*Source extract*.
------------------------------------------------------------------------

Unraveling DNA Replication For The First Time On Video
(Photo : Medical Instittution/YouTube screenshot)
Scientists have been trying to figure out the mystery of this hereditary DNA replication. Now, they have captured a video of it and they are more puzzled than before.
Stephen Kowalczyzkowski, a molecular genetics professor at the University of California, Davis, said that it is a different way of thinking about replication that raises new questions. He further said that it is a real paradigm shift and undermines a great deal of what is in the textbooks.
DNA replication in molecular biology is defined as the biological process of generating two identical replicas of DNA from the original DNA molecule. This exists in all living organism and is attributed as the biological inheritance. DNA is composed of a double helix of two complementary strands. In times of replication, the strands will separate. The strand of one original DNA molecule could act as a template for the regeneration, a process known as semiconservative replication.
The DNA replication begins at the origins of replication within a cell. There is an unwinding of DNA at the origin and proteins are linked with the replication fork to aid in the DNA synthesis. This DNA replication happens during the S-stage of interphase.

------------------------------------------------------------------------

*Data below*.

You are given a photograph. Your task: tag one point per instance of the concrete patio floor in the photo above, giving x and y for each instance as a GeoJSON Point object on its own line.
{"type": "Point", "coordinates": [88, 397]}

------------------------------------------------------------------------

*Tasks and exercises*.
1. Answer these about the DNA replication article:
(a) At which university is the molecular genetics professor quoted in the article?
(b) What name does the article give to the process in which a strand of the original DNA molecule serves as a template?
(c) During which stage of interphase does the article say DNA replication happens?
2. Carry on the DNA replication article from its final sentence, in the same plain explanatory style.

*Exercise answers*.
1.
(a) The University of California, Davis.
(b) Semiconservative replication.
(c) The S-stage.

2.
In the video, the scientists were surprised because the replication stopped suddenly and shifted at varying pace. Professor Kowalczyzkowski said that the speed can vary about 10-fold, and the two strands also replicated at various speeds. At times, the replication stalled on one strand while taking place on the other. He also said that there is no coordination between the strands and they are completely autonomous, as Newsweek noted.
They found that the three enzymes, namely the helicase, primase and polymerase, are not always in sync. The helicase keeps on unzipping the helix even if the polymerase stops its replication. This could make the half-helix of DNA exposed and might be damaged. It is theorized that the errors in replication DNA could result in genetic abnormalities and could lead to diseases.